**** Data for this exercise ****

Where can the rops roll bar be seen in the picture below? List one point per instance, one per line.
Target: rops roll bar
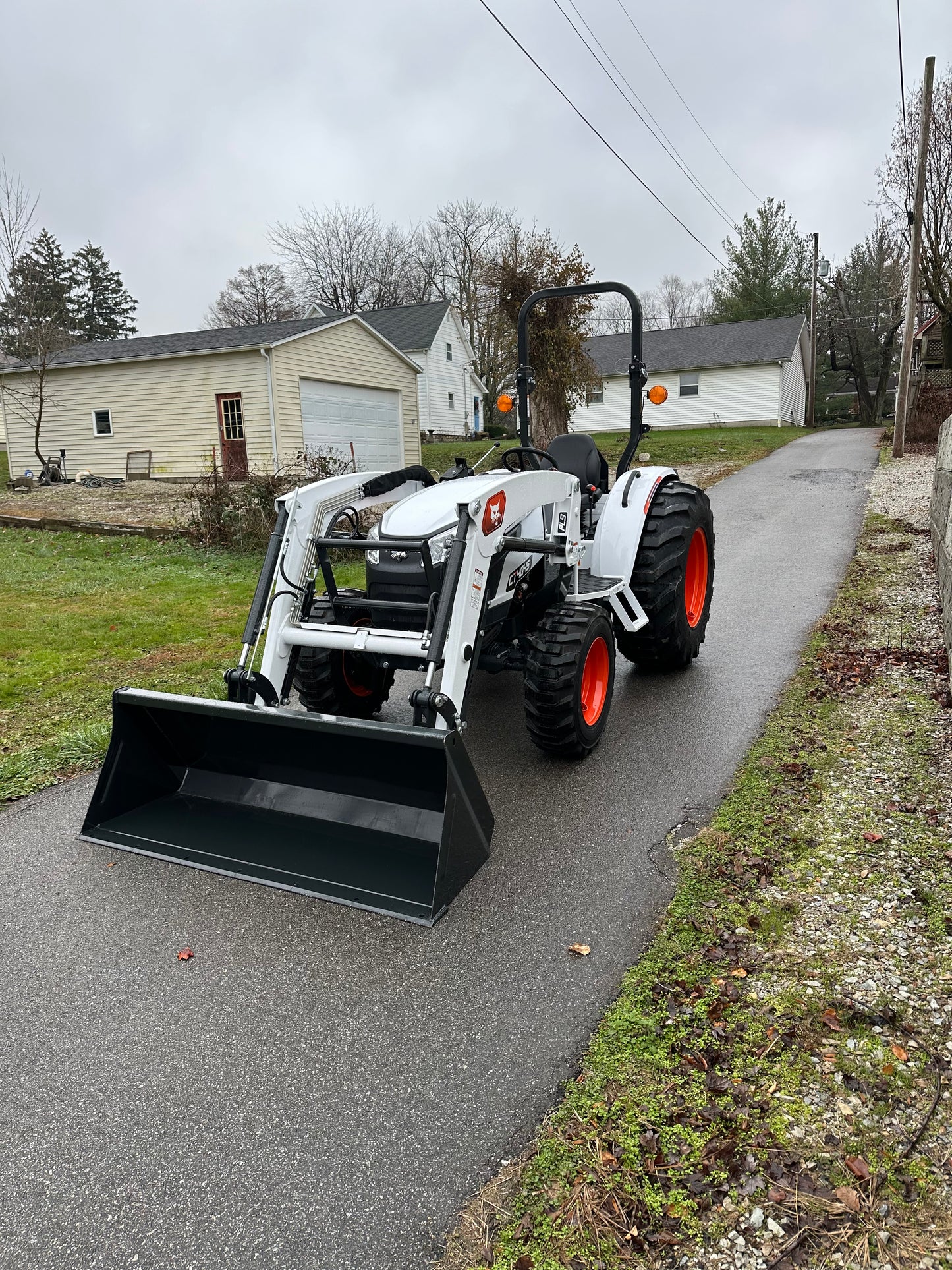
(638, 374)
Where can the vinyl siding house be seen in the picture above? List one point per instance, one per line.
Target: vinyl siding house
(249, 395)
(433, 335)
(723, 375)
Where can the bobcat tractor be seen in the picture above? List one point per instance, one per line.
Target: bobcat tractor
(537, 568)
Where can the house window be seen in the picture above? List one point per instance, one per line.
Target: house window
(233, 423)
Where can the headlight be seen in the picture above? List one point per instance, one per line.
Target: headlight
(441, 545)
(374, 556)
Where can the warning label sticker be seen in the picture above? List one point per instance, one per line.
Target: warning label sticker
(476, 593)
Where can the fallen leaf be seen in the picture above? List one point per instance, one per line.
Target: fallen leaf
(848, 1198)
(858, 1167)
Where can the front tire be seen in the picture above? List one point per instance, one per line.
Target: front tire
(330, 681)
(673, 579)
(569, 679)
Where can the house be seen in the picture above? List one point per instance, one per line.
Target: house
(723, 375)
(434, 337)
(930, 355)
(252, 397)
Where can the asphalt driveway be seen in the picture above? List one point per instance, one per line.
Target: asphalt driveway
(322, 1087)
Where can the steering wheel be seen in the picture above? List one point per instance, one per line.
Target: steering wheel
(519, 453)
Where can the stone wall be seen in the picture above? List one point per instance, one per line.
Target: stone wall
(941, 521)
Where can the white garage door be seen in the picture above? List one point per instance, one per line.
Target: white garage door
(335, 415)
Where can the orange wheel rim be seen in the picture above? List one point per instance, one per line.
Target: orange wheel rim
(594, 681)
(696, 578)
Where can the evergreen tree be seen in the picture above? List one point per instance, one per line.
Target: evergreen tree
(101, 308)
(37, 297)
(768, 272)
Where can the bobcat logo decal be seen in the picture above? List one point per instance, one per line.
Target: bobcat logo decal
(493, 516)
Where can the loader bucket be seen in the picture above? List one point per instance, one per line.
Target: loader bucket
(386, 818)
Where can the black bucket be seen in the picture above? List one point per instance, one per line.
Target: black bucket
(386, 818)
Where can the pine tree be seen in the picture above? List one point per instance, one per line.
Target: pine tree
(37, 305)
(101, 308)
(767, 274)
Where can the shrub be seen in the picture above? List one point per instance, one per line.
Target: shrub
(240, 515)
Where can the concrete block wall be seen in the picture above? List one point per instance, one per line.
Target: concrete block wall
(941, 523)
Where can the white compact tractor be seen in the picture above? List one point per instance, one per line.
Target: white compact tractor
(538, 568)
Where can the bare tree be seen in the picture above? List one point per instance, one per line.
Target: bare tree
(898, 181)
(612, 314)
(683, 304)
(346, 258)
(865, 308)
(257, 294)
(17, 210)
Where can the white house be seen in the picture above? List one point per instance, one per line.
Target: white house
(450, 390)
(723, 375)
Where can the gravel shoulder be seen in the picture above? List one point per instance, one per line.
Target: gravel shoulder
(772, 1086)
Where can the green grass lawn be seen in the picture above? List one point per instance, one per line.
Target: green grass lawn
(84, 615)
(669, 449)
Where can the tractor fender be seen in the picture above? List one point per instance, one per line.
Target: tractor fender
(623, 521)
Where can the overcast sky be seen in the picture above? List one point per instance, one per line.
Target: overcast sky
(174, 134)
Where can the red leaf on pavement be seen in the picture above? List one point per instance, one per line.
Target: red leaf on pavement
(858, 1167)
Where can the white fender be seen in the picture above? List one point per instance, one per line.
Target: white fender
(623, 521)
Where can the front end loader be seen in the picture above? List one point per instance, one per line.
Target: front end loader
(540, 568)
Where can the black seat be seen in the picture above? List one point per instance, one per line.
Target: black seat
(578, 453)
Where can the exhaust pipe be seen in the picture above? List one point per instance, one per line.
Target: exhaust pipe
(386, 818)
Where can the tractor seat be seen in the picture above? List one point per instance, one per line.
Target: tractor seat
(576, 453)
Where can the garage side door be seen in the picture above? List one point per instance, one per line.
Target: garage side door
(335, 415)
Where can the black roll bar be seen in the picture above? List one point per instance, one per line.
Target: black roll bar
(638, 374)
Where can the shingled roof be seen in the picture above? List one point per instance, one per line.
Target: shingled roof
(410, 327)
(217, 339)
(697, 348)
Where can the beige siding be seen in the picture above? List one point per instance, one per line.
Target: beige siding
(343, 353)
(167, 405)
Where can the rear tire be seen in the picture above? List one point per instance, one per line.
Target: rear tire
(673, 579)
(569, 679)
(330, 681)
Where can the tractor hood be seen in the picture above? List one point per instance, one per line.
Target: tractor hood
(434, 508)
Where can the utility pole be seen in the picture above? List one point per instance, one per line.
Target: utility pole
(916, 238)
(812, 393)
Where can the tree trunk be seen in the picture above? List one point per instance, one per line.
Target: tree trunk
(547, 420)
(946, 328)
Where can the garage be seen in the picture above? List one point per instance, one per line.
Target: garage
(337, 415)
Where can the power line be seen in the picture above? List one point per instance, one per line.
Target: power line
(601, 138)
(667, 144)
(685, 103)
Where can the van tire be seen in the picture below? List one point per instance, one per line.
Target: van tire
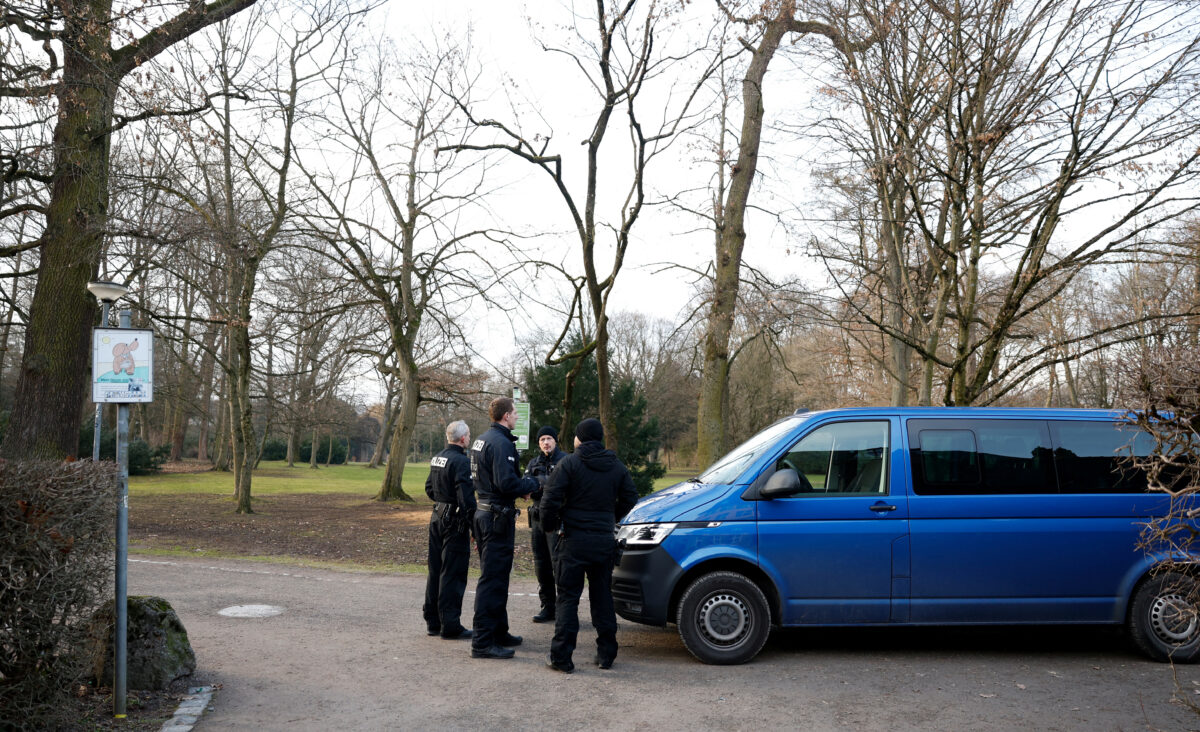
(1164, 618)
(724, 618)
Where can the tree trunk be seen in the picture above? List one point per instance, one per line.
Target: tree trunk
(731, 235)
(54, 375)
(54, 372)
(402, 433)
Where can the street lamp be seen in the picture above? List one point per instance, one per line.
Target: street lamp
(107, 293)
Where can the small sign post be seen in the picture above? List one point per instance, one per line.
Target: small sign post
(121, 365)
(121, 372)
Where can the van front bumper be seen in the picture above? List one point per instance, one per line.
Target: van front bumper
(642, 583)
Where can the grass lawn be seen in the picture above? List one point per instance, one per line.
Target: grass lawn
(323, 517)
(275, 477)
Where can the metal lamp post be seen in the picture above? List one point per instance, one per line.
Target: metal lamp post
(107, 293)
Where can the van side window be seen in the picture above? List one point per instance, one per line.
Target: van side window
(843, 459)
(1092, 457)
(981, 456)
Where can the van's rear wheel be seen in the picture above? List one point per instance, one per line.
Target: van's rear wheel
(1164, 618)
(724, 618)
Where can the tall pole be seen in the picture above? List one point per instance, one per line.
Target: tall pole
(123, 549)
(95, 436)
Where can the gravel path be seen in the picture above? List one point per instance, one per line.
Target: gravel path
(349, 651)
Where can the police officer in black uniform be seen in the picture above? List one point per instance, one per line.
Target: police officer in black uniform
(544, 541)
(497, 479)
(587, 495)
(454, 508)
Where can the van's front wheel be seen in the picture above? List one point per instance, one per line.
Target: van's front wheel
(724, 618)
(1164, 621)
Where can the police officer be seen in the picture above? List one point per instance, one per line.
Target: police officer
(498, 483)
(454, 507)
(544, 541)
(587, 495)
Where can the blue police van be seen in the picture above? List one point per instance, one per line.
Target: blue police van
(909, 516)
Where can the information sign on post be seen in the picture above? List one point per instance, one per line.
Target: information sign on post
(521, 431)
(121, 365)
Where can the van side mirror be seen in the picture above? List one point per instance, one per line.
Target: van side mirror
(783, 484)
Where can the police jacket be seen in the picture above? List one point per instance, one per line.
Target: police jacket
(495, 471)
(588, 492)
(449, 479)
(541, 466)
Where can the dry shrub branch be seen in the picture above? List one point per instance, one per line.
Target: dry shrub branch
(57, 525)
(1168, 382)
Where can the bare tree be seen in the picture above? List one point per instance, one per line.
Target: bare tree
(977, 135)
(88, 49)
(239, 181)
(394, 217)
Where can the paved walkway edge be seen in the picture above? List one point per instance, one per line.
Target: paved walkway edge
(190, 709)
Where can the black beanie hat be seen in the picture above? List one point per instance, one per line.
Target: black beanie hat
(589, 430)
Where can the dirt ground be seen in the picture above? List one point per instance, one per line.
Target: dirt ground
(345, 528)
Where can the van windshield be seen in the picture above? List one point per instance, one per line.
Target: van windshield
(729, 468)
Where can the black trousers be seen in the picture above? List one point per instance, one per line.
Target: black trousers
(495, 534)
(591, 557)
(544, 545)
(448, 559)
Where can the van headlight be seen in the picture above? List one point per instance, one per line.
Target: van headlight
(643, 534)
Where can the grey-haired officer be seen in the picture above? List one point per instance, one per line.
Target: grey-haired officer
(454, 508)
(541, 541)
(497, 479)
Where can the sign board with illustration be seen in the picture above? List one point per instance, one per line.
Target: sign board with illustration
(121, 365)
(521, 430)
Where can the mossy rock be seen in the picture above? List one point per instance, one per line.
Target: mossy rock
(157, 649)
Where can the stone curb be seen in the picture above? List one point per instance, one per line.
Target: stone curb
(190, 709)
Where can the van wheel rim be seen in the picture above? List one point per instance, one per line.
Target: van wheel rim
(1174, 618)
(725, 619)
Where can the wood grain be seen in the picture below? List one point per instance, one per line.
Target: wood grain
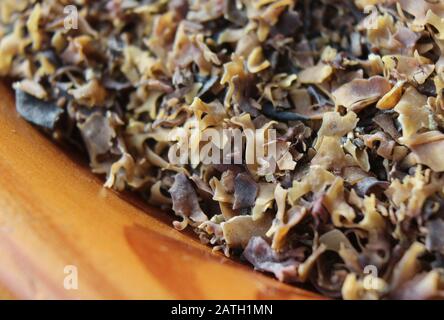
(54, 213)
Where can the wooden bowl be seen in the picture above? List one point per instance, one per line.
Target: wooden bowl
(58, 222)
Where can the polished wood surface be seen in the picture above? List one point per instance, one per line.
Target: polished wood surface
(54, 213)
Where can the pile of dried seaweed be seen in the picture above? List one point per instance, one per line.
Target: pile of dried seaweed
(354, 90)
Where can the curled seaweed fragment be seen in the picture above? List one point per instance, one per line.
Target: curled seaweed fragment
(305, 134)
(42, 113)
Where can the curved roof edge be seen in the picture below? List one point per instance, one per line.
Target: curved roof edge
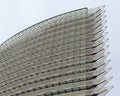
(39, 23)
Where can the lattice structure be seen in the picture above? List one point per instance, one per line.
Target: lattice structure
(62, 56)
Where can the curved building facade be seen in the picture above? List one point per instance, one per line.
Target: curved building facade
(62, 56)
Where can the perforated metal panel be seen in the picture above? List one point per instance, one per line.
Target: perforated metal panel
(63, 56)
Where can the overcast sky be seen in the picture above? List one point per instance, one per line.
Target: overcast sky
(16, 15)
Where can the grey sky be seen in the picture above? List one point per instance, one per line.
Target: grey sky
(16, 15)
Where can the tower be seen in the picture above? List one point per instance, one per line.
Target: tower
(62, 56)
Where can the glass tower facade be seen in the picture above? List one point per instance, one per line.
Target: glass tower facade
(62, 56)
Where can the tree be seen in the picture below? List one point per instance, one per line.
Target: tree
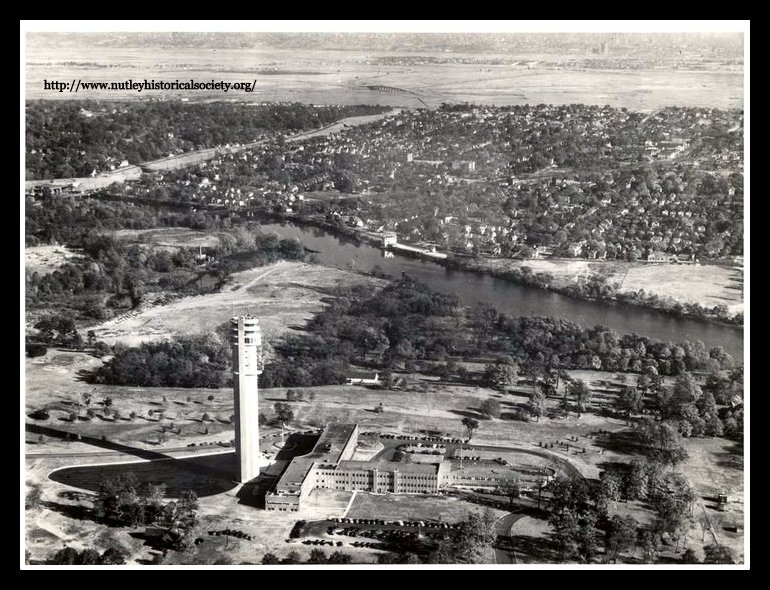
(580, 391)
(511, 488)
(650, 543)
(284, 413)
(66, 556)
(718, 554)
(536, 404)
(317, 556)
(502, 373)
(340, 557)
(292, 558)
(609, 492)
(188, 502)
(88, 557)
(471, 425)
(33, 497)
(690, 557)
(636, 481)
(620, 537)
(270, 559)
(112, 556)
(490, 408)
(630, 401)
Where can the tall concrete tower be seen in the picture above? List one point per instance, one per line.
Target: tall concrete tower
(247, 365)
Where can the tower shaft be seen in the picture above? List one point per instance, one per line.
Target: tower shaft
(247, 365)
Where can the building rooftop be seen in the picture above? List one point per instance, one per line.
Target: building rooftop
(391, 466)
(327, 450)
(331, 443)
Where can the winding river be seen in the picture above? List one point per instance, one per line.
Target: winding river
(508, 297)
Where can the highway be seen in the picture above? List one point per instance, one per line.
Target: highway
(503, 528)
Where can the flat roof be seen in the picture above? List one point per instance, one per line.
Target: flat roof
(391, 466)
(331, 443)
(336, 436)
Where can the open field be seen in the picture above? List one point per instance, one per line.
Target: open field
(52, 382)
(45, 259)
(342, 77)
(291, 296)
(169, 237)
(413, 507)
(707, 285)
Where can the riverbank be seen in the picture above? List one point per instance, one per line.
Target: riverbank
(704, 292)
(284, 295)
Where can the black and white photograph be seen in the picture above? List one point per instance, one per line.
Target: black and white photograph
(384, 295)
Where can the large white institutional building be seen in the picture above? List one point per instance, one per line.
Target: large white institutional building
(247, 366)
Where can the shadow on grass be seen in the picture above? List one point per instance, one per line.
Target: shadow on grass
(543, 549)
(76, 512)
(469, 413)
(96, 442)
(624, 442)
(206, 476)
(732, 457)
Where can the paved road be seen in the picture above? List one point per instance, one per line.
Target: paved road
(503, 528)
(203, 451)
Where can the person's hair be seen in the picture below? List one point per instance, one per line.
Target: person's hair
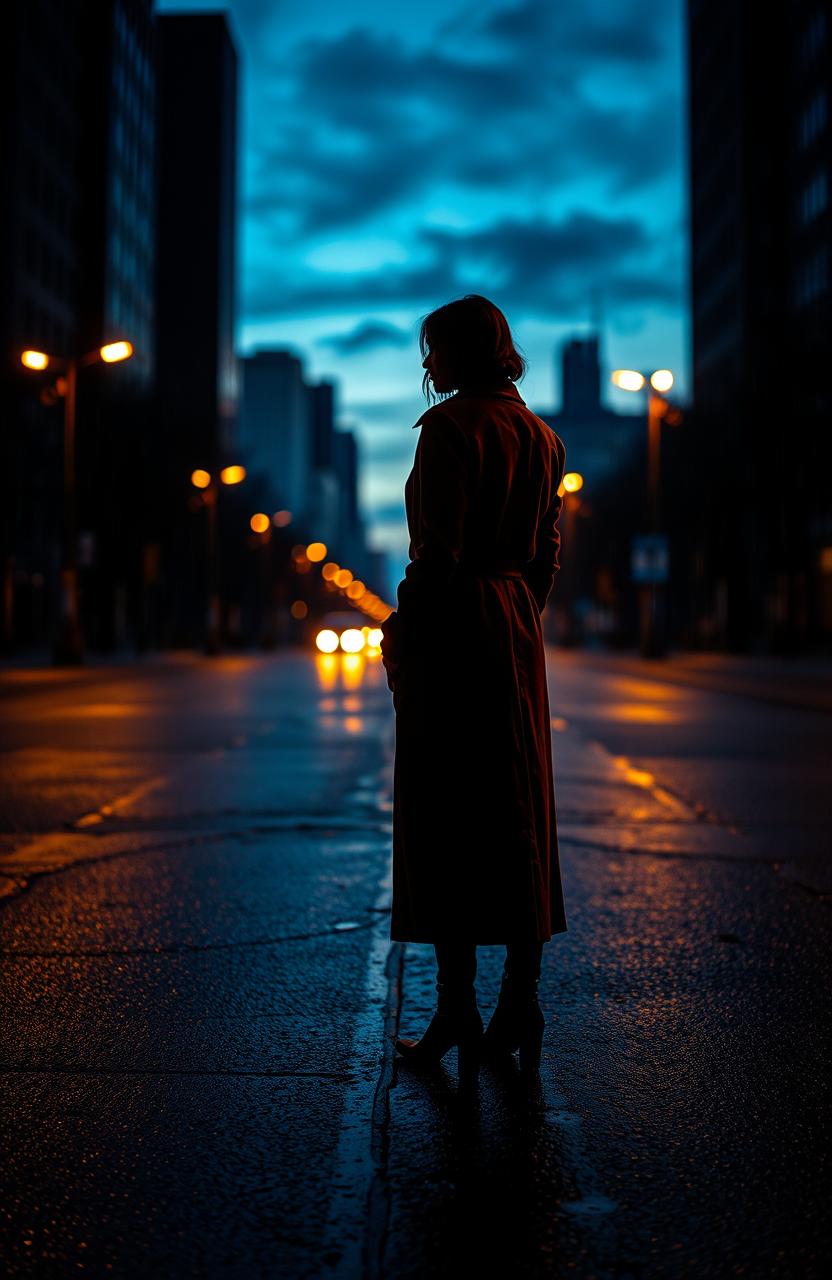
(476, 341)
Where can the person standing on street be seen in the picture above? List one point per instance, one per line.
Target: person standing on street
(475, 848)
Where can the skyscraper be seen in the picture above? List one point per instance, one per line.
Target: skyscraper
(196, 362)
(598, 439)
(77, 229)
(197, 374)
(760, 159)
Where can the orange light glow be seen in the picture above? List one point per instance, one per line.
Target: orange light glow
(35, 359)
(662, 380)
(627, 379)
(352, 640)
(114, 351)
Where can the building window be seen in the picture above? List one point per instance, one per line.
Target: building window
(814, 196)
(813, 119)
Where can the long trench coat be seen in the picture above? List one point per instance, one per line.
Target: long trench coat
(475, 848)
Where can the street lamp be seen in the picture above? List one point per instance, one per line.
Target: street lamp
(69, 645)
(570, 485)
(210, 487)
(650, 556)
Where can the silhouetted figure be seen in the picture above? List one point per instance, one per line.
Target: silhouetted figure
(475, 850)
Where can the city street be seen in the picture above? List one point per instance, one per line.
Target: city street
(200, 992)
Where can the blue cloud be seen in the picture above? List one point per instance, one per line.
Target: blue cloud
(368, 336)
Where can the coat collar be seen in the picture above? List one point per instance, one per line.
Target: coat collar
(508, 392)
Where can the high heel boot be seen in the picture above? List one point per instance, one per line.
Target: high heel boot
(456, 1022)
(517, 1023)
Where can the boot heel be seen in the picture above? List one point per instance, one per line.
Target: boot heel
(531, 1045)
(469, 1059)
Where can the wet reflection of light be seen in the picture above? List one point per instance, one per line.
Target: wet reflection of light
(108, 711)
(327, 664)
(647, 780)
(641, 713)
(353, 667)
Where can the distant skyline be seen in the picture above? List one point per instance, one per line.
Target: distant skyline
(397, 156)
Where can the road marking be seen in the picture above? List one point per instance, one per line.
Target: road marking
(106, 810)
(356, 1220)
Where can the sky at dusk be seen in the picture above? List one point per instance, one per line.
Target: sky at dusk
(397, 155)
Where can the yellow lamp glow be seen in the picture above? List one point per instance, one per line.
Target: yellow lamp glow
(662, 380)
(115, 351)
(352, 640)
(627, 379)
(35, 359)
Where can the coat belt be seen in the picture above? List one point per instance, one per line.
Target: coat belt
(492, 568)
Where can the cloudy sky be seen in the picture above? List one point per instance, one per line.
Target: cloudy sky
(397, 155)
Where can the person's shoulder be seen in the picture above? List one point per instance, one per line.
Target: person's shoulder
(442, 410)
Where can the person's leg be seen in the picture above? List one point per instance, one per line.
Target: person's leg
(522, 960)
(456, 964)
(517, 1022)
(457, 1019)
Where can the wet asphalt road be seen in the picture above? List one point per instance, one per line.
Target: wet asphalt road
(199, 991)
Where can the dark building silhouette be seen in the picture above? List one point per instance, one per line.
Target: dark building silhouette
(196, 364)
(77, 270)
(598, 440)
(757, 553)
(275, 433)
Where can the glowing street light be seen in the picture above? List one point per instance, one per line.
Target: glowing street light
(115, 351)
(627, 379)
(653, 547)
(662, 380)
(69, 644)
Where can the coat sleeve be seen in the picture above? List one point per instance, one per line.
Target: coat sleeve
(439, 512)
(540, 574)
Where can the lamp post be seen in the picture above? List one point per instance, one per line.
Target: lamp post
(210, 487)
(650, 554)
(568, 488)
(69, 641)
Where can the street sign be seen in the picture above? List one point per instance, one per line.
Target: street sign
(650, 558)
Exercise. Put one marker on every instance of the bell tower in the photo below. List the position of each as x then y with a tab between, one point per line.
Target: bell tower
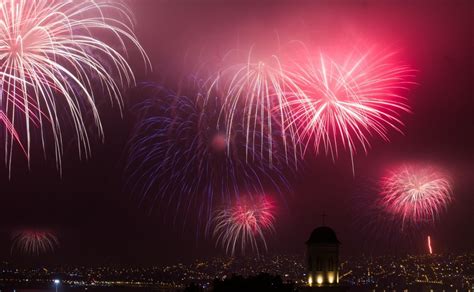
322	257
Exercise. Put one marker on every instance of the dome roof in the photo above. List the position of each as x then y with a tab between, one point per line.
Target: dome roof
323	234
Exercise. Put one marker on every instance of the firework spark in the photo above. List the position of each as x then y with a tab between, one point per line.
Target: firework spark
51	59
415	193
179	157
246	221
252	94
34	242
344	103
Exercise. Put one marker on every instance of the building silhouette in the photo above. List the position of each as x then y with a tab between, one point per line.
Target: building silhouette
322	261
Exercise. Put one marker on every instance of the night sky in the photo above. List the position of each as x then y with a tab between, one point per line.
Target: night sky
99	221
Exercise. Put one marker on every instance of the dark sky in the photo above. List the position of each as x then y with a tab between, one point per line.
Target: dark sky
98	220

****

-- Exercise --
From the first line of the records through the line with "Where can the house be", reproduce each line exactly and leave the pictures out.

-- Solution for this problem --
Where can the rops roll bar be seen in the picture below? List one point per instance, one per line.
Target: rops roll bar
(638, 374)
Where can the vinyl siding house be seen in the picture above? List one point per instance, one per line.
Target: vinyl siding house
(249, 395)
(433, 335)
(723, 375)
Where can the bobcat tractor be seen in the picture above? List one point per instance, one per line.
Target: bobcat tractor
(537, 568)
Where can the house window be seen in the picture above? List one point per instance, one per line.
Target: house window
(233, 423)
Where can the headlight be seen in the picture above? List one point per instance, one per line.
Target: headlight
(441, 545)
(374, 556)
Where can the warning label sticker be seen in the picture above? List one point per instance, one per line.
Target: warning label sticker
(476, 593)
Where can the fallen leaf be seen in the picture above? List one point per instance, one per line.
Target: fallen leaf
(848, 1198)
(858, 1167)
Where can the front tire be seen in the picture above? List one point per instance, one per line.
Target: front tire
(330, 681)
(673, 579)
(569, 679)
Where can the house be seen in the picture above? List one point per instance, one per line.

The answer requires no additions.